**Document extract**
1. Add user to `video` group to allow access to GPU resources: `sudo usermod -aG video $LOGNAME`
2. Install `rocminfo` package: `sudo dnf install rocminfo`
3. Check for rocm support: `rocminfo`
4. Install `rocm-opencl` package: `sudo dnf install rocm-opencl`
5. Install `rocm-clinfo` package: `sudo dnf install rocm-clinfo`
6. Verify opencl is working: `rocm-clinfo`
7. Get the GFX version of your GPU: `rocminfo | grep gfx | head -n 1 | tr -s ' ' | cut -d' ' -f 3`
    - The GFX version given is a stripped version number. 
    - My Radeon 7900 XTX has a gfx string of `gfx1100`, which correlates with HSA GFX version 11.0.0. 
    - Other cards commonly have a string of `gfx1030`, which correlates with HSA GFS version 10.3.0.
    - There's a little bit more info [here](https://rocm.docs.amd.com/projects/install-on-linux/en/latest/reference/system-requirements.html).

**Work to do**
[1] Summarize the ROCm setup steps in two sentences.
[2] According to the ROCm setup steps, which gfx string does the Radeon 7900 XTX have?
[3] Write what comes next in the ROCm setup steps, starting right after the pointer to more info.
The lines that come after this are separate material and have no connection to the ROCm setup steps.

**Data provided**
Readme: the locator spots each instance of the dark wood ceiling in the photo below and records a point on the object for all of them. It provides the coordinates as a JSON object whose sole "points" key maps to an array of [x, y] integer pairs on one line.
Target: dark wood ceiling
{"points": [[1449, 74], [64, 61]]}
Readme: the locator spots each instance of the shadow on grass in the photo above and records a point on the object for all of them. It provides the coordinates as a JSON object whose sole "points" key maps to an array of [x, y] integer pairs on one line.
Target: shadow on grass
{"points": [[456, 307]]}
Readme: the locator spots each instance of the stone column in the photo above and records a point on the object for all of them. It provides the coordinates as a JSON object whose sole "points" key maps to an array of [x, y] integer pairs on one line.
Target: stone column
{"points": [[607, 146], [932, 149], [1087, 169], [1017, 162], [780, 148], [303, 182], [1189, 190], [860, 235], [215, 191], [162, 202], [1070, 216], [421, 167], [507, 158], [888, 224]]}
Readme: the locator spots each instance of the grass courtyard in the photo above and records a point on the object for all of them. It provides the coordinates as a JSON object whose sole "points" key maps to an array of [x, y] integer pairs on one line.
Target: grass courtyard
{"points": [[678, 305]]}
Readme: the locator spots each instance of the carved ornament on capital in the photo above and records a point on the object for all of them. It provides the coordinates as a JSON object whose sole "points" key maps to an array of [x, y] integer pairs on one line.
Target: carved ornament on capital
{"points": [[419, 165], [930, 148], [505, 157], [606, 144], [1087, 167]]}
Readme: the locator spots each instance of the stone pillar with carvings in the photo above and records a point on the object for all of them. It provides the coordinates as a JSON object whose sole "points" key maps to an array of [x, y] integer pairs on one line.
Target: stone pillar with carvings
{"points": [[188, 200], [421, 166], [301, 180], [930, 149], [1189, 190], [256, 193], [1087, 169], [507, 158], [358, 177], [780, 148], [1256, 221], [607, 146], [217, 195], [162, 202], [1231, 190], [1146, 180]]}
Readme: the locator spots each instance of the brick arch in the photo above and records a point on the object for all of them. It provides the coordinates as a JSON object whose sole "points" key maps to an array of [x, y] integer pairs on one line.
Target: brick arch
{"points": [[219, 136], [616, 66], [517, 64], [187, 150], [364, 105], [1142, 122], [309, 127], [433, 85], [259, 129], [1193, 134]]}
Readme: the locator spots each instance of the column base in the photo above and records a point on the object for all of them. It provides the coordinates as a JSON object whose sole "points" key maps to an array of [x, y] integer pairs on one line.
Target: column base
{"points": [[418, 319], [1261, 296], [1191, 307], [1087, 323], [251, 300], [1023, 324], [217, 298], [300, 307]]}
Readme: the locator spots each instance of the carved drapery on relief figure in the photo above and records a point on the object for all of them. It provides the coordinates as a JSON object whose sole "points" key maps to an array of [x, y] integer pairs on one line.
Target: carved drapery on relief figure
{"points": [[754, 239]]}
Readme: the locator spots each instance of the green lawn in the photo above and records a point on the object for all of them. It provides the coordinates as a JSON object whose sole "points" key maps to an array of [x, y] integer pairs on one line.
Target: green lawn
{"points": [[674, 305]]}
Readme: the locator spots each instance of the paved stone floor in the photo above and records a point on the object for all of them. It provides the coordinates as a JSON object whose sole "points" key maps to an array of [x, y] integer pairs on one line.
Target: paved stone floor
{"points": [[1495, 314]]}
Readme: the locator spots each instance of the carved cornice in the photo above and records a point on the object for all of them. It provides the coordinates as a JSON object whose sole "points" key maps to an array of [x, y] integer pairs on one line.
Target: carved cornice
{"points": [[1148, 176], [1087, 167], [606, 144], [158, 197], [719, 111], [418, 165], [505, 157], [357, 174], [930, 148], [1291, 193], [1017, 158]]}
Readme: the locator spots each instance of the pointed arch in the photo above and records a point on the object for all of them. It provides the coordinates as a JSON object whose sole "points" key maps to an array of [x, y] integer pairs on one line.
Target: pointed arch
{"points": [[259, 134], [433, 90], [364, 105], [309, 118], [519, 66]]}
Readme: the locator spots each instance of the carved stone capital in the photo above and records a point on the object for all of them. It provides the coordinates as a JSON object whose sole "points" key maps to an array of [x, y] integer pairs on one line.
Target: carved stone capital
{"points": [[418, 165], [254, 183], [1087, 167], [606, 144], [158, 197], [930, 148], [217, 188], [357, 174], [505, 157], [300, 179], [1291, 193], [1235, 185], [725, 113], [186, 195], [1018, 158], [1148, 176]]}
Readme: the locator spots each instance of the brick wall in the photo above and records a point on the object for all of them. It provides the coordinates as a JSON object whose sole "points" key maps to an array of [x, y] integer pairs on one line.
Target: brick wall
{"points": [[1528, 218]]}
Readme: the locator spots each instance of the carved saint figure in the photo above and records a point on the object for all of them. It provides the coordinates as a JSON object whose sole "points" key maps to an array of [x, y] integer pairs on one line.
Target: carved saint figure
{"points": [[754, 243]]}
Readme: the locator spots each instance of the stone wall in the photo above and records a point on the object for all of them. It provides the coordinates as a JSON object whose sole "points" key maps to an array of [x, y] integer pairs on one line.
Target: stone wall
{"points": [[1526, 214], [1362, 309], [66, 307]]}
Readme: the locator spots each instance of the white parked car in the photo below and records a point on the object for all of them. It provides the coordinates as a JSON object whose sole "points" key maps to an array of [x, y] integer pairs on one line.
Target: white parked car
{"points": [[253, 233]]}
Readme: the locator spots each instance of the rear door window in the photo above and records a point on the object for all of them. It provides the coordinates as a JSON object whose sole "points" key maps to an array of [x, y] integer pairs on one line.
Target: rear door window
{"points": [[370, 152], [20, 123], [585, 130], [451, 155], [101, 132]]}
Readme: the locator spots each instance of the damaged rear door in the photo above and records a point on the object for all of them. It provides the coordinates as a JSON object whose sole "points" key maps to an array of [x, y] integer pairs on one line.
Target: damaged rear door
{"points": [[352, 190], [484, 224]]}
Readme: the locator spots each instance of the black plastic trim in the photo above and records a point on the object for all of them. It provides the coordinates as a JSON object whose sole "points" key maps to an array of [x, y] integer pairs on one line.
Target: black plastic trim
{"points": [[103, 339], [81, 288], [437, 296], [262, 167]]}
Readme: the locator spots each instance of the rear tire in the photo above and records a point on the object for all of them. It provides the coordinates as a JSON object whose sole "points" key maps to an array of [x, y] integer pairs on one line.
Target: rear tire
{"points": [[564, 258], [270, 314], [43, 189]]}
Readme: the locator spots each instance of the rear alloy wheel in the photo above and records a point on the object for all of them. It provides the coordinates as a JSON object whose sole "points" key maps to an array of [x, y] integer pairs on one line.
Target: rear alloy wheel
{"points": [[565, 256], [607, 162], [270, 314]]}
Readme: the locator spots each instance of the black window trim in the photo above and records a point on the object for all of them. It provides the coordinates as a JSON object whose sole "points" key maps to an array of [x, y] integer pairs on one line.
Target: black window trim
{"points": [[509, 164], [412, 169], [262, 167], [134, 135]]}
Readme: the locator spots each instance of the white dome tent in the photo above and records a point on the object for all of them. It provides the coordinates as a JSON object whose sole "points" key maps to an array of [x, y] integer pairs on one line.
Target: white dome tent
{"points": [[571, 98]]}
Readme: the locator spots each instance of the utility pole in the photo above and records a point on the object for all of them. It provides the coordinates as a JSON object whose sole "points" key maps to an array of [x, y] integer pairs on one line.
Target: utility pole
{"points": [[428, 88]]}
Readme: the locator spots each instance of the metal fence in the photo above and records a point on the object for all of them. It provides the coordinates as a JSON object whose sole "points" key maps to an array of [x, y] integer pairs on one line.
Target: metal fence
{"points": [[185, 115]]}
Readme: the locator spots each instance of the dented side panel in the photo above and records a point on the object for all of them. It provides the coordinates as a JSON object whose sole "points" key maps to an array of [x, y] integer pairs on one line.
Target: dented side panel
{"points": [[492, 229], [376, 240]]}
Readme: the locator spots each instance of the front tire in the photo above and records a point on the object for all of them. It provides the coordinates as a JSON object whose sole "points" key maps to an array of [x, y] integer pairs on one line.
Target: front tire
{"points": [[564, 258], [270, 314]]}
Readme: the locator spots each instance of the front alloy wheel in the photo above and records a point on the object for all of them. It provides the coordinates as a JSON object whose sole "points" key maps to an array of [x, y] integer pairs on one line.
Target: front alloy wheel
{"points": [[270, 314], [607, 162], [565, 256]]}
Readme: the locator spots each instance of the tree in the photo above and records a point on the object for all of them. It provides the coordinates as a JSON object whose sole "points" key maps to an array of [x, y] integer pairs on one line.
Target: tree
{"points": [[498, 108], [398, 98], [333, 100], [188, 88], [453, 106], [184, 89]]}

**Responses**
[1] The steps add the user to the `video` group for GPU access, then install `rocminfo`, `rocm-opencl` and `rocm-clinfo` with `dnf` and use `rocminfo` and `rocm-clinfo` to check ROCm support and OpenCL. They finish by getting the GPU's GFX version, which comes as a stripped number such as `gfx1100` for HSA GFX version 11.0.0.

[2] It has the gfx string `gfx1100`, which correlates with HSA GFX version 11.0.0.

[3]
8. Export your gfx version in `~/.bashrc`: `echo "export HSA_OVERRIDE_GFX_VERSION=11.0.0" >> ~/.bashrc && source ~/.bashrc`

- Is this even part of the same thing? I ran `sudo dnf install https://repo.radeon.com/amdgpu-install/6.0.2/rhel/9.3/amdgpu-install-6.0.60002-1.el9.noarch.rpm`
- Maybe this is the right place to look? [Fedora wiki - AMD ROCm](https://fedoraproject.org/wiki/SIGs/HC)

## Run Ollama
1. Test Ollama is working: `ollama run gemma:2b`
    - Runs (downloads) the smallest model in [Ollama's library](https://ollama.com/library).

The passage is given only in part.